## Start Dataset excerpts
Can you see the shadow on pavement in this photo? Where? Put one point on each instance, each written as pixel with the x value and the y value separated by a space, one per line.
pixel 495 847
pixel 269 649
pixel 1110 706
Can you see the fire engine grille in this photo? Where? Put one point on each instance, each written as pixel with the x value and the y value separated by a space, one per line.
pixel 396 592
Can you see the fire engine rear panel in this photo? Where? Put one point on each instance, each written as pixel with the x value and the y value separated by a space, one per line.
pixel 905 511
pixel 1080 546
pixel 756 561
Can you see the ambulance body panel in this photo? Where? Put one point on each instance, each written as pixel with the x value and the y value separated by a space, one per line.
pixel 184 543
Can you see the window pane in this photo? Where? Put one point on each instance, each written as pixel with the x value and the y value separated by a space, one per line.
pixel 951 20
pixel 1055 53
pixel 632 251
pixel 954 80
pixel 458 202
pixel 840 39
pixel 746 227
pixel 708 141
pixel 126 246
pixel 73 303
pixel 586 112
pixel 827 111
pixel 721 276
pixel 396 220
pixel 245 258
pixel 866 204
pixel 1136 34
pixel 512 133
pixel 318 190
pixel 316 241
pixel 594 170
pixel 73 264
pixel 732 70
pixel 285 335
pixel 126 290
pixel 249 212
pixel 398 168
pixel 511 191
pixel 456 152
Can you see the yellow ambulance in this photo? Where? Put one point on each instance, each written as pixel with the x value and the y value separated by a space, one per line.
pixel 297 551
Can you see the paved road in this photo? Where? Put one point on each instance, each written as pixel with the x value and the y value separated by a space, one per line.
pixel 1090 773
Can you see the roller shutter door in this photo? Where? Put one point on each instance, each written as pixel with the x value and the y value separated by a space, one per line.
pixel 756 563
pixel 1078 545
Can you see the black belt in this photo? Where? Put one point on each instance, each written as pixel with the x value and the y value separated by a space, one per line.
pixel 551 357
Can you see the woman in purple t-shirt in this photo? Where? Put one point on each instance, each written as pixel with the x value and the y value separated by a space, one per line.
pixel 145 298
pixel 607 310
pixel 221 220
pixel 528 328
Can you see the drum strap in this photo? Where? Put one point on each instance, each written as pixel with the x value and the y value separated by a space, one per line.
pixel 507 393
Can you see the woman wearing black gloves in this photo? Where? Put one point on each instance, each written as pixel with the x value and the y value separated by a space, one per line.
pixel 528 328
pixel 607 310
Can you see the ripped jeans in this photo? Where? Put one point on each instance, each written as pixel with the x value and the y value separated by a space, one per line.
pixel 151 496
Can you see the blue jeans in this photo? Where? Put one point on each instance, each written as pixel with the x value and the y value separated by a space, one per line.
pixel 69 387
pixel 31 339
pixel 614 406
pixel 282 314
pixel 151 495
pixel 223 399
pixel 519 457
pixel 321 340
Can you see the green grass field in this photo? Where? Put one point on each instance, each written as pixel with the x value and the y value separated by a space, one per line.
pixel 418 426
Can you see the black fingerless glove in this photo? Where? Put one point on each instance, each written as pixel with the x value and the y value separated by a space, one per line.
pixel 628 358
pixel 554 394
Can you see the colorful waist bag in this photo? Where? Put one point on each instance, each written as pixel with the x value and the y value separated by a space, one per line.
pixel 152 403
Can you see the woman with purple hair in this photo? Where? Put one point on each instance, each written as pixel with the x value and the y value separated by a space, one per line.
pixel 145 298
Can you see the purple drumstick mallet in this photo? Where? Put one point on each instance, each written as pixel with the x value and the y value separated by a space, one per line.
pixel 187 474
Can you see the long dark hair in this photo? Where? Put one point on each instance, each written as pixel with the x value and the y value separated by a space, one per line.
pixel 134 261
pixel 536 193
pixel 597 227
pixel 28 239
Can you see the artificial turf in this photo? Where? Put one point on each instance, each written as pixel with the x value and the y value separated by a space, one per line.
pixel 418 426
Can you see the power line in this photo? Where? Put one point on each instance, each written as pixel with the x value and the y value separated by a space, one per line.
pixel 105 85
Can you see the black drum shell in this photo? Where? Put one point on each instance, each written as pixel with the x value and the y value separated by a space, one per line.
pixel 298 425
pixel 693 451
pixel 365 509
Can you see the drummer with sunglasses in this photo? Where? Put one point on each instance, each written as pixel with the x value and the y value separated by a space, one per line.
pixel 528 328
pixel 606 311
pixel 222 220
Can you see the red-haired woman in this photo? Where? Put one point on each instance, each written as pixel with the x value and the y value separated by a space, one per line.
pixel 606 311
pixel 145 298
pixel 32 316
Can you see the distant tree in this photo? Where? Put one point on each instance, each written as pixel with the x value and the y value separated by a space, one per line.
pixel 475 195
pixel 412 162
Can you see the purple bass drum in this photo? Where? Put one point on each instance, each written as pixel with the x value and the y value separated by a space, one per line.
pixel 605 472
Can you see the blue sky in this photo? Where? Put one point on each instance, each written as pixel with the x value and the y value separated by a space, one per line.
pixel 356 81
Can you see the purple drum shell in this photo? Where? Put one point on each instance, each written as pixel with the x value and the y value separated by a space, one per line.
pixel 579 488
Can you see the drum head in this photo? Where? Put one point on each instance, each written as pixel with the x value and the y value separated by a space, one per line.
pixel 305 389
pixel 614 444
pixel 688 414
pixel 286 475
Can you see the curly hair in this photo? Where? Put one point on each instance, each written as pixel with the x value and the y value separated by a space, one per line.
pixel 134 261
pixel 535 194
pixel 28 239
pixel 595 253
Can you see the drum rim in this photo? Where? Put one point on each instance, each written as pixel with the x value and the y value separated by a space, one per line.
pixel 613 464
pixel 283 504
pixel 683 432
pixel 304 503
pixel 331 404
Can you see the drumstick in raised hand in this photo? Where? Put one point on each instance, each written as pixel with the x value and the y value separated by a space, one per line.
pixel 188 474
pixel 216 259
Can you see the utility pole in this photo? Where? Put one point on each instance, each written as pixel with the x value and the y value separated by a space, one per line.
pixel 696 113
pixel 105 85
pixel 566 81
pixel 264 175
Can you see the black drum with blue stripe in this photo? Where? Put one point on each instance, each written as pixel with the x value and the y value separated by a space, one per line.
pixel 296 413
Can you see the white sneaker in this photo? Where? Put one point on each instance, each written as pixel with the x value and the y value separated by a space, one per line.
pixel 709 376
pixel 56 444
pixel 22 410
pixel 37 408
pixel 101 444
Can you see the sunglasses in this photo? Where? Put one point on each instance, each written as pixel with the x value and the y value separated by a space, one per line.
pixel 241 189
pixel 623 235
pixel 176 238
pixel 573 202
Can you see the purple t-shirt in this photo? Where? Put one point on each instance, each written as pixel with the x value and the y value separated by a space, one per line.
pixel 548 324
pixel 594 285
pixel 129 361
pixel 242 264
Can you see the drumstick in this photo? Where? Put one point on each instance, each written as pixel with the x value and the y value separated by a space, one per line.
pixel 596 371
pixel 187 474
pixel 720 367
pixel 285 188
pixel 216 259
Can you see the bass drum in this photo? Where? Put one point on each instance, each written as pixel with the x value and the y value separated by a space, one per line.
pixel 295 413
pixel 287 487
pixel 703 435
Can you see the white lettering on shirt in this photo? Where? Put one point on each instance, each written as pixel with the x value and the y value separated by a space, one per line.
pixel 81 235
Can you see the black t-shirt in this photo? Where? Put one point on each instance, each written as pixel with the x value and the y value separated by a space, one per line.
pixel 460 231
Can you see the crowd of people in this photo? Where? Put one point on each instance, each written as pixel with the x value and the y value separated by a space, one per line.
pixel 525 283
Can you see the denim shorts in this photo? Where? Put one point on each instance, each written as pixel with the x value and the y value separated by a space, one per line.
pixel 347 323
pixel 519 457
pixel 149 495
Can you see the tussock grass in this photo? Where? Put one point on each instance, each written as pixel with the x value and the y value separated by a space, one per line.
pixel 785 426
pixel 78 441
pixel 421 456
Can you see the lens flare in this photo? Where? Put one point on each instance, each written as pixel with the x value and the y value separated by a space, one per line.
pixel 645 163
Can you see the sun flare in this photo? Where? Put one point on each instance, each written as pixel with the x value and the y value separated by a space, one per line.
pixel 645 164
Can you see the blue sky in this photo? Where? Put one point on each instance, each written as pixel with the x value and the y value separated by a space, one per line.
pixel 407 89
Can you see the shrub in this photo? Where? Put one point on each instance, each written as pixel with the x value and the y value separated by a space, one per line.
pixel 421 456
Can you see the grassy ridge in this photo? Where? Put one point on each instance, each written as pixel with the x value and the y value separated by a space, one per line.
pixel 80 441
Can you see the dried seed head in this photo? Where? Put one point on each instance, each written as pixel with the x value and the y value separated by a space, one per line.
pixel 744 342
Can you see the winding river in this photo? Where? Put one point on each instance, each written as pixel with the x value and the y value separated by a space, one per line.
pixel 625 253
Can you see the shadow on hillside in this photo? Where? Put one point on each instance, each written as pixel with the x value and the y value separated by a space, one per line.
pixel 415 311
## End Dataset excerpts
Given problem: Rewrite the entries from the line containing "Can you see the fire engine rear" through the line containing "pixel 184 543", replacing "body panel" with "side panel" and leaving everything else unchanged.

The result:
Can you see the fire engine rear panel in this photo? Where? Put one point on each instance, each written as pixel with the x value and the y value separated by a space, one per line.
pixel 905 511
pixel 1080 546
pixel 756 561
Can you see the ambulance side panel in this photo? Where? Put one point on each instance, each written as pixel with the x value and the y value separated by a space, one per line.
pixel 184 543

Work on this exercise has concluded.